● What the task asks
From the listing below, extract each entry exactly as written, minus the images.

+++

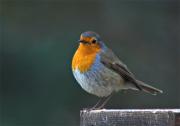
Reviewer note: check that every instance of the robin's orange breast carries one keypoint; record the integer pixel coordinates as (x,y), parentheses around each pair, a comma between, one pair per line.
(84,58)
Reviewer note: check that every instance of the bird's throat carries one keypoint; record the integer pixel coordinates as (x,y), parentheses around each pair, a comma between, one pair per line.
(84,58)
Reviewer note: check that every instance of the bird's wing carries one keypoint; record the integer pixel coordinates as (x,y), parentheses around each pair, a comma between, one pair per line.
(111,61)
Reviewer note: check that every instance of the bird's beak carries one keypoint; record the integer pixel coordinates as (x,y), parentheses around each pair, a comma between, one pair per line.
(83,42)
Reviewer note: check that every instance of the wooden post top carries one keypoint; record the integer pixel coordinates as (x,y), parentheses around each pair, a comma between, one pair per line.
(130,117)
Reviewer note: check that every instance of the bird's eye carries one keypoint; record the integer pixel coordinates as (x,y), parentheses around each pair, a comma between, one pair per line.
(94,41)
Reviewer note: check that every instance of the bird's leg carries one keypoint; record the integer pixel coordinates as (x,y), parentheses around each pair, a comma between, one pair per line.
(99,101)
(104,101)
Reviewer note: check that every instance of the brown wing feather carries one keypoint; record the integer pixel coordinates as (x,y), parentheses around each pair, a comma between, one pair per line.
(117,66)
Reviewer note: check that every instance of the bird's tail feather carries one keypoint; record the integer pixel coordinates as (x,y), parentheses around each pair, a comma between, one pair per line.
(147,88)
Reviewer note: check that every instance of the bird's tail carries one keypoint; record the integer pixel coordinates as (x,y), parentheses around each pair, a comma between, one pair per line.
(147,88)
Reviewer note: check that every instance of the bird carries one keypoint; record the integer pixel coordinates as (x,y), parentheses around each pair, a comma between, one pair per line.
(101,73)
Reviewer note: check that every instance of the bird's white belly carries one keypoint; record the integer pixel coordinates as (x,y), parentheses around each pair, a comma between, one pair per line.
(99,80)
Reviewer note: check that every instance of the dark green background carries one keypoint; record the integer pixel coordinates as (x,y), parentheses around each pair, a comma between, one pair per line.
(38,39)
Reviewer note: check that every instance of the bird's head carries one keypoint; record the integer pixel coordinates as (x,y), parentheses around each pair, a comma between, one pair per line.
(90,41)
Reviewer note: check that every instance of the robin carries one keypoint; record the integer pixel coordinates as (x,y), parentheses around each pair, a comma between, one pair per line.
(100,72)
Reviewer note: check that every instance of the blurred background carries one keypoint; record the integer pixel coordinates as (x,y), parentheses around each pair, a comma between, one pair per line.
(38,39)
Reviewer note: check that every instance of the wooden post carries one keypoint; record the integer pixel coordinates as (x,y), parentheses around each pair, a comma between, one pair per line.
(132,117)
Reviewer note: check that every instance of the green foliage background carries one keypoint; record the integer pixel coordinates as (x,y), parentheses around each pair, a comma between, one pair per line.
(38,39)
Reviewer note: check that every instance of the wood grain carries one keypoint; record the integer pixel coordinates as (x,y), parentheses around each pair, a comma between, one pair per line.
(137,117)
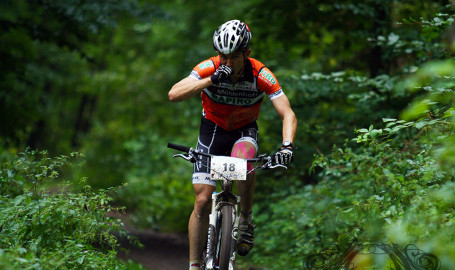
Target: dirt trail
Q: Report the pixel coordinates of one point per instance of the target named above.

+++

● Full output
Reviewer note: check that every instance of the robin's orange breast carries one keypoint; record the integer pixel coordinates as (x,y), parentheses around each pair, a comma between, one pair per line.
(84,58)
Reviewer note: check that every instance of the bird's throat carries one keypoint; record the integer pixel coordinates as (x,y), parentheses around each pair, a comma between, one pair per line.
(84,58)
Reviewer note: check that every instance of the bird's wing carries one keypoint; record the integer pixel coordinates as (x,y), parentheses around each pair, a comma between, one pair per line.
(111,61)
Reviewer note: check that every instance of the bird's beak carries one keypoint; record the integer pixel coordinates as (x,y), parentheses around each pair, a comma between, one pair per line.
(83,42)
Reviewer note: check that every instance of the wooden post top carries one keypoint; record the integer pixel coordinates as (x,y), parentheses around each pair, a comma between, one pair per line.
(130,117)
Reviewer note: check that every instance of the bird's eye carries one keypoint; record the integer pixel coordinates as (x,y), parentheses around each pair, a comma between, one pair per line.
(94,41)
Reviewer note: check that every instance of the bird's leg carries one keypoint; record the integer pixel coordinates as (x,y), parentheses around each pair, a comma between, one pair per line.
(99,101)
(104,101)
Reviewer note: check that every instance of the brown wing feather carries one keypoint; record the integer pixel coordinates as (x,y), parentheses around each pair, a comma between, one pair per line.
(117,66)
Reviewer note: check that every instance of the bird's tail feather carries one keypoint; record the integer pixel coordinates as (x,y), parentheses around each pair, a comma between, one pair per line.
(147,88)
Reviewer note: check that every instance of the bird's tail carries one keypoint; record the integer pixel coordinates as (x,y), parentheses around each pair, a comma between, one pair per line.
(147,88)
Reviewer note: check that every instance of the bird carries one keypoint; record the integer pixel coordinates as (x,y), parentheses around each pair, a comma between, one pair per line.
(101,73)
Reviewer note: check that every instance of the bird's white belly carries one keypoint; record the integer pixel coordinates as (x,y), parentheses around each pair, a comma between, one pair per line.
(99,80)
Reviewer note: check that every instance of the dark green background carries one keypoint; record the integer pixel coordinates as (x,y), parentheses around each pair, a comma between, one pair per line.
(38,39)
Reviewer note: check that every instance of the bird's head carries one keypoint; record the integer pixel coordinates as (x,y), parentheses around each pair, a comma between, one pair per line.
(90,41)
Reviewer note: check that every instance of the robin carries one keypoint; record the integer pixel coordinates as (x,y), parentheses around each pair, a comma between, one pair per line.
(100,72)
Reviewer note: check that every instance of the blurred background carries one keypoint; record the integer pixel coordinates as (x,y), parentheses around each pair, a comma between, one pair per line.
(38,39)
Reviewer note: check that every instance of the wooden post carries one keypoint; record the integer pixel coordinates as (x,y), parentheses around each pair, a comma between, one pair per line.
(132,117)
Reviewer note: check that every instance of the green foliage background carries one keypoint; record the integer pixel coordinates as (x,y), parentheses around each pair, a comma between, one pair per line.
(38,39)
Reviewer note: check that every instance of the wood grain carries one keypoint; record the integer pixel coordinates as (x,y), parentheses around each pair, a comma between, one pair per line.
(137,117)
Target: dirt trail
Q: Report the pixel coordinates of one point per instance of the target named above.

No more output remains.